Exercise data.
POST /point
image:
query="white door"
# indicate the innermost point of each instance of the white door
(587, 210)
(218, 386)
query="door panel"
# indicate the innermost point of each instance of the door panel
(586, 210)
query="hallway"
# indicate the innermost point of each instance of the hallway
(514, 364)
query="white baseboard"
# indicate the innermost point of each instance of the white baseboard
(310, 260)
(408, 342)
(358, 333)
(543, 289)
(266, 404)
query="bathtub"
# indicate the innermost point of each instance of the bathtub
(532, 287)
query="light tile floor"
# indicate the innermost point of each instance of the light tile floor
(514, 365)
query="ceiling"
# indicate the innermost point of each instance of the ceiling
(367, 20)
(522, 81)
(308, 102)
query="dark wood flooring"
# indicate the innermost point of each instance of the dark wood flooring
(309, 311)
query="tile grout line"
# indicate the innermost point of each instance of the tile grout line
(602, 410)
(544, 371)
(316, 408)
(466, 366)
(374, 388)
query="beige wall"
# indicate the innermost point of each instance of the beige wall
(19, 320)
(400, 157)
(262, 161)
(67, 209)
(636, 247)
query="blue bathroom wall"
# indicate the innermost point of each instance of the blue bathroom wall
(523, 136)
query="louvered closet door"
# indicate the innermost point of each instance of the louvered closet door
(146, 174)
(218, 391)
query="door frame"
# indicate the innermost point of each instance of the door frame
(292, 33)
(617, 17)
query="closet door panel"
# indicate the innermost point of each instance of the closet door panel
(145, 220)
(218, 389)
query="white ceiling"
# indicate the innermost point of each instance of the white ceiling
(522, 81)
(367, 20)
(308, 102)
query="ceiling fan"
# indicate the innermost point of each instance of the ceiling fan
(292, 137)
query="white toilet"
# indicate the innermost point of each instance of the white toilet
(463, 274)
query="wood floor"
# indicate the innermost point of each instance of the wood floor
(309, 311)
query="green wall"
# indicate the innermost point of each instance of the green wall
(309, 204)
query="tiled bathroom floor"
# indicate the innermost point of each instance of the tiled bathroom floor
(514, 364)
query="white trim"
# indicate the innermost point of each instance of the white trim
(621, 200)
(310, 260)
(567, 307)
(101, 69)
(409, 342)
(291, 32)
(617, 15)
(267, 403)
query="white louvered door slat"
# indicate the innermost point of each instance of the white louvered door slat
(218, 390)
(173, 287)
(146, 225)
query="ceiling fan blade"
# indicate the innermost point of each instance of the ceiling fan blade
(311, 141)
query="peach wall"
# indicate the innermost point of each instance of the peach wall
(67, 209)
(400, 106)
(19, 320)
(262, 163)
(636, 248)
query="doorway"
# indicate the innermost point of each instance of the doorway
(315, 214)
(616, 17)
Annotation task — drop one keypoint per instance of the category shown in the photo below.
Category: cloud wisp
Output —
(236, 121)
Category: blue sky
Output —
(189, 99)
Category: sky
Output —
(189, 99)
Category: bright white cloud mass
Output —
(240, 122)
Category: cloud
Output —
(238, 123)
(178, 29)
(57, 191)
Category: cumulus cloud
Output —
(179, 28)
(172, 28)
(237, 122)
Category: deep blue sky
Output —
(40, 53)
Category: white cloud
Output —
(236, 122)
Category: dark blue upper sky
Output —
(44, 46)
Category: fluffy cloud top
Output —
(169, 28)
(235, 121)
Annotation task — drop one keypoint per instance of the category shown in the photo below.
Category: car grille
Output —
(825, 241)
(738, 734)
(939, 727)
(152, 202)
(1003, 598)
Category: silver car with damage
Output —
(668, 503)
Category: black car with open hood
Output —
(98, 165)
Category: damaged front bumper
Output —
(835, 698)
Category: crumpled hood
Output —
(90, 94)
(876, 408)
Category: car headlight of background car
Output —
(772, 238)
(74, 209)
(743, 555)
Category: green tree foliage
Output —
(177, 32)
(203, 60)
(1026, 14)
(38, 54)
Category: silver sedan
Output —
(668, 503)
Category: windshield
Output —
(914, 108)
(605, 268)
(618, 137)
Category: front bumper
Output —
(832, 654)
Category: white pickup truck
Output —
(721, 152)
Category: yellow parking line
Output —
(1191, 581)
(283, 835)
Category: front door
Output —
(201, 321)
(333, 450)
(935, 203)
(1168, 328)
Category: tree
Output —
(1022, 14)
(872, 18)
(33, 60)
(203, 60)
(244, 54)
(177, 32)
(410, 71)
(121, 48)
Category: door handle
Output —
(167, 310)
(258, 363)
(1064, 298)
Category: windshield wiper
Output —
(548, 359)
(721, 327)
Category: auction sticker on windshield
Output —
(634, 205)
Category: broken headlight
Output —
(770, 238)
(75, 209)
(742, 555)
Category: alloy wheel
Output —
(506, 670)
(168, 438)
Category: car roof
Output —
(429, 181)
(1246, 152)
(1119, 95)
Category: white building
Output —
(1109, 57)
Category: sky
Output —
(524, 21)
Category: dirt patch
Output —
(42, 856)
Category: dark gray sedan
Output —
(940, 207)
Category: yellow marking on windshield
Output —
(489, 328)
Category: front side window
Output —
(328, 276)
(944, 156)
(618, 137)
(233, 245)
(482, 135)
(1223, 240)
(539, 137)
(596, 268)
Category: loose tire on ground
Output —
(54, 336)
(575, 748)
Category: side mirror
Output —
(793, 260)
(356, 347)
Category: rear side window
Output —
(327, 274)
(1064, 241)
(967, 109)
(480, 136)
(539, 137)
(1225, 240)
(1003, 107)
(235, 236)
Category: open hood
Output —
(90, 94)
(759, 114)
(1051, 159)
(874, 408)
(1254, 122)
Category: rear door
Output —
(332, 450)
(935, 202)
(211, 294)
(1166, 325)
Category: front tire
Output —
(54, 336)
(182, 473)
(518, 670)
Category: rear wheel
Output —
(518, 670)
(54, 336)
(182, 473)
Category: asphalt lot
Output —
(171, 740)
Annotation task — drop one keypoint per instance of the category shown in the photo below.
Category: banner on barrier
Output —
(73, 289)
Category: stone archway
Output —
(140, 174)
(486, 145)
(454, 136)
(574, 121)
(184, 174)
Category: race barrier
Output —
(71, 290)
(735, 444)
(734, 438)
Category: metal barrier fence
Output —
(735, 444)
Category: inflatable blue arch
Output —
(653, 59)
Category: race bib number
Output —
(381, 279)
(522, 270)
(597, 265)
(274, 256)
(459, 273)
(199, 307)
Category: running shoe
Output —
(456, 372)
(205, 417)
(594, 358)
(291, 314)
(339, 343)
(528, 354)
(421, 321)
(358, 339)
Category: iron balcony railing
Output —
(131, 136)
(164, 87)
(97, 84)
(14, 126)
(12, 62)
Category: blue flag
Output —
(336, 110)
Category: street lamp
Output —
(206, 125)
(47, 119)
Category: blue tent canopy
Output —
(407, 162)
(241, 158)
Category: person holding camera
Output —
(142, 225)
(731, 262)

Work to be completed. Beginning at the line with "Category: door handle" and ending at the line with "Category: alloy wheel", reproduce each line of the data above exactly, and add no other lines.

Exercise output.
Category: door handle
Output —
(167, 310)
(258, 363)
(1064, 298)
Category: windshield wiper
Output —
(548, 359)
(721, 327)
Category: auction sticker on windshield
Output —
(634, 205)
Category: broken headlight
Output —
(770, 238)
(75, 209)
(742, 555)
Category: alloy wheel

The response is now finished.